#### What the task requires
Reproduce the following records verbatim, preserving every line and character.

#### Given data
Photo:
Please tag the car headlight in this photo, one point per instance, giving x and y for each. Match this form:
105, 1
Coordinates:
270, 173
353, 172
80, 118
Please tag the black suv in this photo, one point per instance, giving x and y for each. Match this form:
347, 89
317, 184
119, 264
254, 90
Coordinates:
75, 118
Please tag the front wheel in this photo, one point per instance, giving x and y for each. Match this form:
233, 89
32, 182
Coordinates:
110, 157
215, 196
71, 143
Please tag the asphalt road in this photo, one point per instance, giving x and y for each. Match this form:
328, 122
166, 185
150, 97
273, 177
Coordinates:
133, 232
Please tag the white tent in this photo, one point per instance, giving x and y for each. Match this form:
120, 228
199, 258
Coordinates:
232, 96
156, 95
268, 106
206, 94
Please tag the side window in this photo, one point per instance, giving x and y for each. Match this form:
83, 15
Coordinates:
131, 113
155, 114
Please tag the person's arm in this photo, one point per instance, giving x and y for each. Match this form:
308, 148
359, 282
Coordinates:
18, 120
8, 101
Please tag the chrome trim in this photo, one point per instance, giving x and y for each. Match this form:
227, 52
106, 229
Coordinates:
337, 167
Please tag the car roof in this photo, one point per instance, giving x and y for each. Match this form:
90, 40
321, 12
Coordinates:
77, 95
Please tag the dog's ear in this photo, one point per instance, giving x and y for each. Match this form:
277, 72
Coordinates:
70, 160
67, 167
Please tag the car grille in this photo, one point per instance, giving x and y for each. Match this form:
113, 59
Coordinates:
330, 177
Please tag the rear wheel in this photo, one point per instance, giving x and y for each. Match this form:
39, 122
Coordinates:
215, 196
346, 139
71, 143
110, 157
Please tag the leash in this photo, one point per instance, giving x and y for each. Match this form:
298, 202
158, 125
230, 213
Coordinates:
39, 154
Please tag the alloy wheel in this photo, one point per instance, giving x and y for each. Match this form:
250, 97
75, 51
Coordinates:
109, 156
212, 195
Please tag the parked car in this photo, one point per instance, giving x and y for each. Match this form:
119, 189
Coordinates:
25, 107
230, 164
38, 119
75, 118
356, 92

#### Finished answer
Photo:
Please tag the car headlight in this photo, one point per instance, giving x and y for each. Match this form:
105, 1
Coordinates:
270, 173
353, 172
80, 118
Please tag the black suv in this photo, one point per instance, giving x and y for each. Match this form:
347, 89
317, 184
119, 264
254, 90
Coordinates:
75, 118
Please tag the front wheel in this photo, one point per instance, giving x and y for each. Match this form:
233, 89
32, 182
Coordinates:
110, 157
215, 196
71, 143
Please tag the asphalt road in this photo, one point per instance, giving x and y for each. Match this form:
328, 122
166, 185
150, 97
273, 177
Coordinates:
133, 232
Please tag the white tent in this photo, one point per instance, giving x and y for each. Match this form:
120, 228
199, 258
Coordinates:
232, 96
156, 95
268, 106
206, 94
Please tag the side window in this photo, one point per instance, giving x and y for each. Match this form:
83, 15
Coordinates:
131, 113
155, 114
Please tag the person's arm in this photo, one point per instance, giving x and y for each. Match this form:
308, 148
359, 282
Coordinates:
18, 120
8, 101
Please tag the chrome trim in this photo, one point per instance, giving x and y for each. Match this form:
227, 52
106, 229
Coordinates:
337, 167
Please tag the car roof in this photo, one point per instance, giving x and y for each. Match this form:
90, 40
321, 12
Coordinates:
77, 95
Please tag the dog's ear in this photo, one point per instance, giving x and y for each. Match this form:
277, 72
Coordinates:
70, 160
67, 167
Please tag the car grille in this photo, one point per instance, giving x and y for each. Match this form:
113, 59
Coordinates:
330, 177
Please tag the rear wheel in this photo, one point per instance, giving x and y for each. Match this form:
39, 122
Coordinates:
215, 196
346, 139
71, 143
110, 157
Please tag the leash in this photo, one point per instance, giving x and y for each. Match this form:
298, 202
158, 125
230, 213
Coordinates:
39, 154
Please tag the alloy wheel in this photo, one point per instance, giving x and y for each. Match this form:
250, 97
75, 51
Coordinates:
109, 156
212, 195
Please tag the parked car in this photo, one point per instance, giving x and y for each. Match this form:
119, 189
Coordinates:
25, 107
230, 164
38, 119
75, 118
356, 92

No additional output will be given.